# WORK INSTRUCTIONS
Rewrite all the entries below, replacing "whole-number" with "integer" and keeping everything else the same. Leave the pictures out of your answer.

^^^^

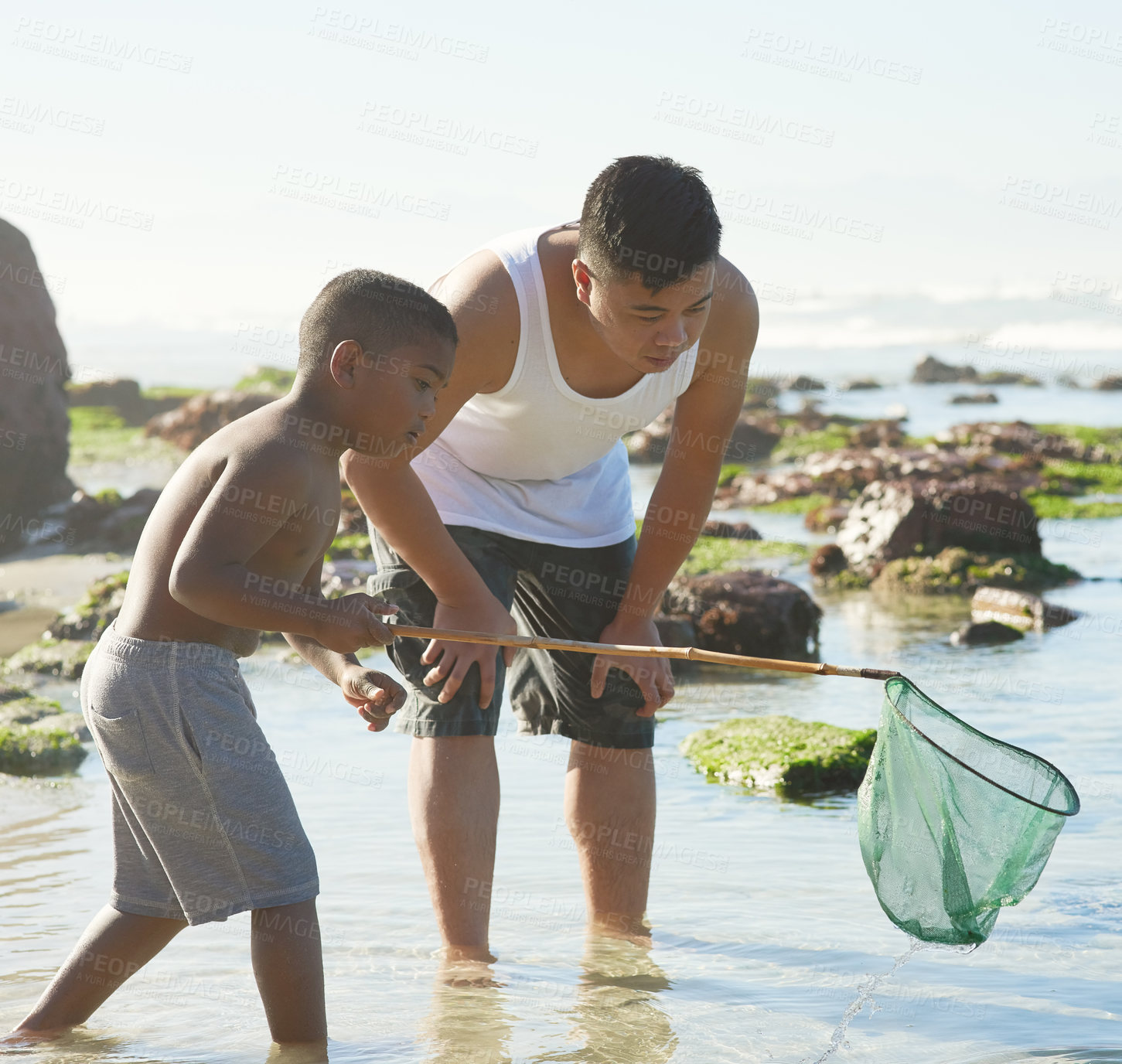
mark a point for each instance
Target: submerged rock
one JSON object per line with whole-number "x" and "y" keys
{"x": 960, "y": 571}
{"x": 35, "y": 751}
{"x": 985, "y": 633}
{"x": 930, "y": 370}
{"x": 748, "y": 613}
{"x": 783, "y": 755}
{"x": 49, "y": 656}
{"x": 902, "y": 519}
{"x": 202, "y": 415}
{"x": 1018, "y": 609}
{"x": 94, "y": 613}
{"x": 973, "y": 397}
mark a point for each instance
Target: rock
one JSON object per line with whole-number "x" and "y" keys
{"x": 202, "y": 415}
{"x": 748, "y": 613}
{"x": 783, "y": 755}
{"x": 903, "y": 519}
{"x": 44, "y": 715}
{"x": 121, "y": 394}
{"x": 828, "y": 559}
{"x": 49, "y": 656}
{"x": 94, "y": 613}
{"x": 1003, "y": 376}
{"x": 985, "y": 633}
{"x": 827, "y": 517}
{"x": 1020, "y": 609}
{"x": 726, "y": 531}
{"x": 752, "y": 439}
{"x": 930, "y": 370}
{"x": 34, "y": 422}
{"x": 973, "y": 397}
{"x": 958, "y": 571}
{"x": 30, "y": 751}
{"x": 803, "y": 383}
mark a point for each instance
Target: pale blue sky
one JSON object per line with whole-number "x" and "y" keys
{"x": 907, "y": 149}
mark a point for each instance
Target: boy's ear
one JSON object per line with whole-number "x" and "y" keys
{"x": 345, "y": 360}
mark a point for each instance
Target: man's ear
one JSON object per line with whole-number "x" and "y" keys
{"x": 582, "y": 278}
{"x": 345, "y": 360}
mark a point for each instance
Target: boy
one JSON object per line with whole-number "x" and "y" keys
{"x": 203, "y": 823}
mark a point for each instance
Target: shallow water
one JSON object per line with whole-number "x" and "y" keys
{"x": 766, "y": 924}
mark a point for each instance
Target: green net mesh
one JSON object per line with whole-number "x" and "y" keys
{"x": 953, "y": 824}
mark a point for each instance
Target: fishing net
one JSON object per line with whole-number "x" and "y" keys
{"x": 953, "y": 824}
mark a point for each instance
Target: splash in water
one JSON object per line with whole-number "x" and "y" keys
{"x": 865, "y": 992}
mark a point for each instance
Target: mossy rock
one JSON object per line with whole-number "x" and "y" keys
{"x": 783, "y": 755}
{"x": 29, "y": 751}
{"x": 94, "y": 614}
{"x": 958, "y": 571}
{"x": 52, "y": 656}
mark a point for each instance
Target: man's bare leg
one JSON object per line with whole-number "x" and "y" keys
{"x": 609, "y": 810}
{"x": 288, "y": 967}
{"x": 453, "y": 808}
{"x": 111, "y": 949}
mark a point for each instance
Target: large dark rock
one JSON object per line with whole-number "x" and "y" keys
{"x": 902, "y": 519}
{"x": 34, "y": 423}
{"x": 202, "y": 415}
{"x": 748, "y": 613}
{"x": 930, "y": 370}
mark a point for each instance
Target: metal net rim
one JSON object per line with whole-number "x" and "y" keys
{"x": 901, "y": 680}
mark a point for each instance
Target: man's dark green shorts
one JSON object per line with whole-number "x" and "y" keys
{"x": 558, "y": 592}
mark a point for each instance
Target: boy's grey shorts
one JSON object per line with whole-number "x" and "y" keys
{"x": 560, "y": 592}
{"x": 204, "y": 825}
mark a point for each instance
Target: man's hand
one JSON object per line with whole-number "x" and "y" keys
{"x": 652, "y": 675}
{"x": 375, "y": 695}
{"x": 350, "y": 623}
{"x": 455, "y": 659}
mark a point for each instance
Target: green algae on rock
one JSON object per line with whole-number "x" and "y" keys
{"x": 26, "y": 750}
{"x": 783, "y": 755}
{"x": 52, "y": 656}
{"x": 958, "y": 571}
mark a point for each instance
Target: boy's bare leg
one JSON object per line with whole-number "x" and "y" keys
{"x": 609, "y": 810}
{"x": 111, "y": 949}
{"x": 288, "y": 967}
{"x": 453, "y": 806}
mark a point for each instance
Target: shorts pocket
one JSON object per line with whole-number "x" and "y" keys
{"x": 402, "y": 587}
{"x": 121, "y": 743}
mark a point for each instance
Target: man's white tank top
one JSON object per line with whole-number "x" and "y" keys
{"x": 537, "y": 460}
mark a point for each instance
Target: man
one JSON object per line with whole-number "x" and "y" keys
{"x": 570, "y": 336}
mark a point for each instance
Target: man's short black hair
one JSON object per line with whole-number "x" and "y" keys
{"x": 647, "y": 214}
{"x": 377, "y": 310}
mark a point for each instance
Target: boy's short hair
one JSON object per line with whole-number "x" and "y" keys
{"x": 377, "y": 310}
{"x": 647, "y": 214}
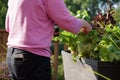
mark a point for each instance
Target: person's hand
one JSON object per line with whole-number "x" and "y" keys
{"x": 86, "y": 27}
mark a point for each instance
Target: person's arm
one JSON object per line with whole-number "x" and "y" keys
{"x": 57, "y": 11}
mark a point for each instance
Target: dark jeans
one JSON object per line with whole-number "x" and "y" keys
{"x": 24, "y": 65}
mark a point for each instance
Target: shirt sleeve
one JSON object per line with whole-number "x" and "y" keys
{"x": 58, "y": 12}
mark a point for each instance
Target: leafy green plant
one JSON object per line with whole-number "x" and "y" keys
{"x": 102, "y": 43}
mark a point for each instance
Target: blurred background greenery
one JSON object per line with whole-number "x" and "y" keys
{"x": 92, "y": 6}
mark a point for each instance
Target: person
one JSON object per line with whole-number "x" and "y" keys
{"x": 30, "y": 24}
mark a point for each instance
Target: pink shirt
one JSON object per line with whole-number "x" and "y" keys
{"x": 30, "y": 24}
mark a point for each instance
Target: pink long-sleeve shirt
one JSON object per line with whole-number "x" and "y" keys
{"x": 30, "y": 24}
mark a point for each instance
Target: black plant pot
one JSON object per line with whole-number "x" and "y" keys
{"x": 108, "y": 69}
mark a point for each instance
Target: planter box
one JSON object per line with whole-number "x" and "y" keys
{"x": 110, "y": 70}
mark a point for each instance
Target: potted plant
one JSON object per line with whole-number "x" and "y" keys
{"x": 101, "y": 46}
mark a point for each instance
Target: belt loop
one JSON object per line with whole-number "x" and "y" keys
{"x": 12, "y": 49}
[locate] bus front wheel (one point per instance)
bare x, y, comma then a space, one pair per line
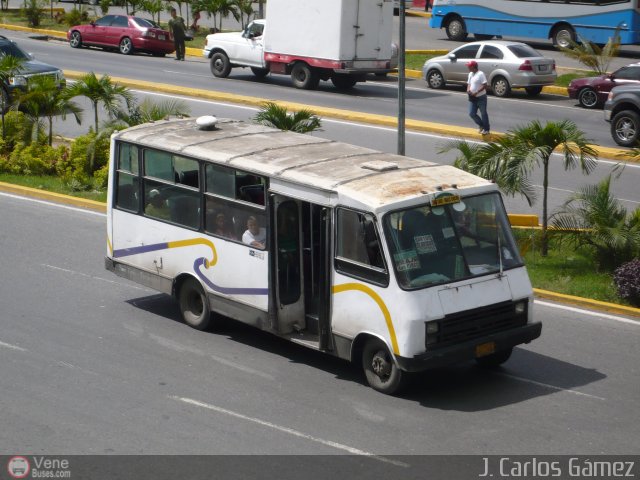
563, 36
456, 30
379, 368
194, 304
495, 359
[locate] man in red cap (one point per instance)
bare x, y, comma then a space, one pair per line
477, 91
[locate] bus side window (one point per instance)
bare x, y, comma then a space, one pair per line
358, 249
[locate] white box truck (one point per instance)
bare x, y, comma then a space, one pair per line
311, 40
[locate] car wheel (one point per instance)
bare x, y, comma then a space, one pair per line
495, 359
75, 40
625, 128
303, 76
126, 47
194, 304
435, 79
220, 65
500, 87
260, 72
563, 36
379, 368
456, 30
588, 98
533, 91
343, 82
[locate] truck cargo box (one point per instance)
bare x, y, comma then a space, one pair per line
344, 30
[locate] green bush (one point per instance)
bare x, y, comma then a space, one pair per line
89, 154
34, 159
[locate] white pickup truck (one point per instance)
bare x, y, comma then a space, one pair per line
311, 40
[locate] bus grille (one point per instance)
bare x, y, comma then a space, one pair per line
464, 326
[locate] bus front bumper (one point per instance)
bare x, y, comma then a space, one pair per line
467, 351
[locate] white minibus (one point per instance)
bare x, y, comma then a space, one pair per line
393, 263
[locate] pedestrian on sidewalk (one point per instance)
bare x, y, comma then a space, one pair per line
178, 31
477, 91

^^^^

# THE OUTPUT
mark a point for each instance
Target: submerged rock
one JSON object per line with integer "x" and "y" keys
{"x": 960, "y": 571}
{"x": 35, "y": 751}
{"x": 985, "y": 633}
{"x": 930, "y": 370}
{"x": 748, "y": 613}
{"x": 783, "y": 755}
{"x": 49, "y": 656}
{"x": 902, "y": 519}
{"x": 202, "y": 415}
{"x": 1018, "y": 609}
{"x": 94, "y": 613}
{"x": 973, "y": 397}
mark a point for each instance
Target: rock
one JSON object per line with integer "x" and "y" keys
{"x": 202, "y": 415}
{"x": 748, "y": 613}
{"x": 783, "y": 755}
{"x": 903, "y": 519}
{"x": 44, "y": 715}
{"x": 121, "y": 394}
{"x": 828, "y": 559}
{"x": 49, "y": 656}
{"x": 94, "y": 613}
{"x": 1003, "y": 376}
{"x": 985, "y": 633}
{"x": 827, "y": 517}
{"x": 1020, "y": 609}
{"x": 726, "y": 531}
{"x": 752, "y": 439}
{"x": 930, "y": 370}
{"x": 34, "y": 422}
{"x": 973, "y": 397}
{"x": 958, "y": 571}
{"x": 30, "y": 751}
{"x": 803, "y": 383}
mark a point for each instance
Target: pale blue sky
one JSON object per line with integer "x" and "y" keys
{"x": 907, "y": 149}
mark a point for each instance
Target: boy's ear
one JSON object per line with integer "x" and "y" keys
{"x": 345, "y": 360}
mark a point for each instance
Target: man's ear
one JSON object per line with integer "x" and "y" keys
{"x": 582, "y": 278}
{"x": 345, "y": 360}
mark a point for each instance
Target: boy
one JSON object per line with integer "x" and "y" keys
{"x": 203, "y": 823}
mark a point for each instance
Target: shallow water
one JSON object per line with integer "x" and "y" keys
{"x": 766, "y": 924}
mark a point for each instance
Target: green net mesh
one JSON object per line with integer "x" and "y" keys
{"x": 953, "y": 824}
mark a point for each instance
Target: fishing net
one JSON object per line with integer "x" and "y" keys
{"x": 953, "y": 824}
mark a point for each instance
Target: splash in water
one JSON object per line with integer "x" and "y" keys
{"x": 865, "y": 992}
mark a point for each instance
Target: mossy rock
one JSON object per line with integer "x" and "y" keys
{"x": 783, "y": 755}
{"x": 29, "y": 751}
{"x": 94, "y": 614}
{"x": 958, "y": 571}
{"x": 52, "y": 656}
mark a point for each instance
Target: man's bare leg
one JSON object per line with integer "x" and "y" keys
{"x": 609, "y": 810}
{"x": 288, "y": 967}
{"x": 453, "y": 808}
{"x": 111, "y": 949}
mark a point for each instance
Target: large dark rock
one JSON object per line with integer "x" and "y" keys
{"x": 902, "y": 519}
{"x": 34, "y": 423}
{"x": 202, "y": 415}
{"x": 748, "y": 613}
{"x": 930, "y": 370}
mark a point for each instance
Target: metal net rim
one JSON object per line with integer "x" and "y" keys
{"x": 901, "y": 680}
mark a point for each instance
Target: man's dark green shorts
one JSON object per line with integer "x" and "y" keys
{"x": 558, "y": 592}
mark a point for each instance
Target: boy's grey shorts
one JSON object per line with integer "x" and "y" keys
{"x": 560, "y": 592}
{"x": 204, "y": 825}
mark a point for each instance
Target: man's hand
one JSON object per line with integer "x" and "y" keys
{"x": 652, "y": 675}
{"x": 375, "y": 695}
{"x": 350, "y": 623}
{"x": 455, "y": 659}
mark a point for each instance
Target: green algae on rock
one JSON object per line with integer "x" and "y" keys
{"x": 26, "y": 750}
{"x": 783, "y": 755}
{"x": 52, "y": 656}
{"x": 958, "y": 571}
mark a point for each instance
Target: boy's bare leg
one JSON object per line with integer "x" and "y" keys
{"x": 609, "y": 810}
{"x": 111, "y": 949}
{"x": 288, "y": 967}
{"x": 453, "y": 806}
mark a point for each instance
Target: shorts pocket
one JSON object per line with integer "x" and "y" keys
{"x": 402, "y": 587}
{"x": 121, "y": 743}
mark a point for each instance
Target: man's white tank top
one JSON object per line with integer "x" and "y" keys
{"x": 537, "y": 460}
mark a point for each instance
Target: man
one JSON object per line with integer "x" and "y" keys
{"x": 570, "y": 336}
mark a point for each instance
Target: man's short black hair
one JSON object per line with integer "x" and "y" keys
{"x": 647, "y": 214}
{"x": 377, "y": 310}
mark a point for each instance
Target: boy's short hair
one JSON object per line with integer "x" and "y" keys
{"x": 377, "y": 310}
{"x": 647, "y": 214}
mark a point for each instance
Target: person's hand
one JSON object per line with integer "x" and "y" keys
{"x": 86, "y": 27}
mark a point for each instance
Target: person's arm
one JSON object per line with integer "x" and "y" keys
{"x": 57, "y": 11}
mark a point for each instance
Target: dark jeans
one JSON object per line with integer "x" and "y" keys
{"x": 24, "y": 65}
mark a point for each instance
Target: shirt sleeve
one JSON object per line with integer "x" and "y" keys
{"x": 58, "y": 12}
mark a point for each instance
Target: leafy green plant
one JSON object per line with integer "x" and "y" keys
{"x": 102, "y": 43}
mark a point for each instance
Target: blurred background greenery
one JSON object per line with integer "x" and "y" keys
{"x": 92, "y": 6}
mark a point for each instance
Target: person
one JSON object per line with integer "x" and "y" keys
{"x": 30, "y": 24}
mark a point for each instance
Target: pink shirt
one JSON object per line with integer "x" and "y" keys
{"x": 30, "y": 24}
mark a point for each instance
Target: pink long-sleeve shirt
one JSON object per line with integer "x" and "y" keys
{"x": 30, "y": 24}
mark a point for each instance
Target: black plant pot
one JSON object per line with integer "x" and "y" keys
{"x": 108, "y": 69}
mark a point for each instance
Target: planter box
one JSON object per line with integer "x" and "y" keys
{"x": 110, "y": 70}
mark a point for each instance
Target: potted plant
one JSON object per line with integer "x" and "y" keys
{"x": 101, "y": 46}
mark a point for each instance
Target: belt loop
one JSON object per line with integer "x" and "y" keys
{"x": 12, "y": 49}
[locate] bus front wheel (one point per instance)
bare x, y, comma then a space, one pair per line
563, 36
456, 30
379, 368
194, 304
495, 359
[locate] man in red cap (one point per instance)
bare x, y, comma then a space, one pair per line
477, 91
[locate] bus side window (one point per instance)
bare x, y, comma then a space, one pair per line
358, 249
[locate] white box truck (one point per instance)
bare x, y, comma then a space, one pair per line
311, 40
[locate] car wheel (one point per instance)
bare x, y, comma then a space, one pair per line
495, 359
75, 40
625, 128
303, 76
126, 47
194, 304
435, 79
220, 65
500, 87
260, 72
563, 36
379, 368
456, 30
588, 98
533, 91
343, 82
[locate] truck cargo box (one point per instance)
bare x, y, comma then a space, one pair per line
344, 30
[locate] green bush (one point per instance)
bare x, y, comma then a space, one pair per line
89, 154
34, 159
[locate] white pickup truck (one point per instance)
bare x, y, comma then a space, one pair per line
311, 40
[locate] bus grille (one point per instance)
bare x, y, comma then a space, one pair per line
464, 326
[locate] bus front bumper (one point per instance)
bare x, y, comma then a space, one pair per line
467, 351
[locate] white minibus (one point per instance)
bare x, y, comma then a space, one pair per line
393, 263
[locate] pedestrian on sidewalk (one point per instance)
bare x, y, comma then a space, one pair per line
178, 31
477, 91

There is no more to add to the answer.